Posted by: Steve H at May 18th, 2015 6:17 AM

I don't think everyone is "deathist". I bet on most people being just sceptic about posibility of living forever. I'm sceptic too. I believe it is possible, just not in my lifetime (I'm 35).

Posted by: Martin S. at May 18th, 2015 7:48 AM

Martin you are right not everyone is Deathist, I think many simply don't consider the idea that aging can be reversed rather than outright opposing the idea.

I am 39 myself but I think we will likely see first pass therapies soon judging by what is going on at the moment. One thing is certain is it wont happen unless people like us support the work and do what we can to help.

Posted by: Steve H at May 18th, 2015 8:36 AM

I definitely think we'll see some first pass attempts within the next 20 years, hopefully sooner. However, seeing if the results of any of these treatments result in longer and healthier lifespans will take decades, and I hope that they get released in a more timely fashion then that.

Posted by: Ham at May 18th, 2015 8:22 PM

I think you will see first pass therapies a lot sooner than that to be honest with you. Telocyte is something heading to the clinic which is a colaboration between Dr Fossel and Dr Blasco I believe and is a gene therapy for Telomerase. That is apparently already funded and going through new drug application at the moment.

## What the exercise asks:
In the comment thread about longevity, which two doctors are named as collaborating on Telocyte?

## Data records:

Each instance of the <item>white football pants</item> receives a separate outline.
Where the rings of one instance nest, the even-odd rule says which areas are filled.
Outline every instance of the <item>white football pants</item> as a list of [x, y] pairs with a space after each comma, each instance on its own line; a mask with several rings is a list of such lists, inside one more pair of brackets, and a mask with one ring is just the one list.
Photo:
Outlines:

## Completed exercise:
Dr Fossel and Dr Blasco.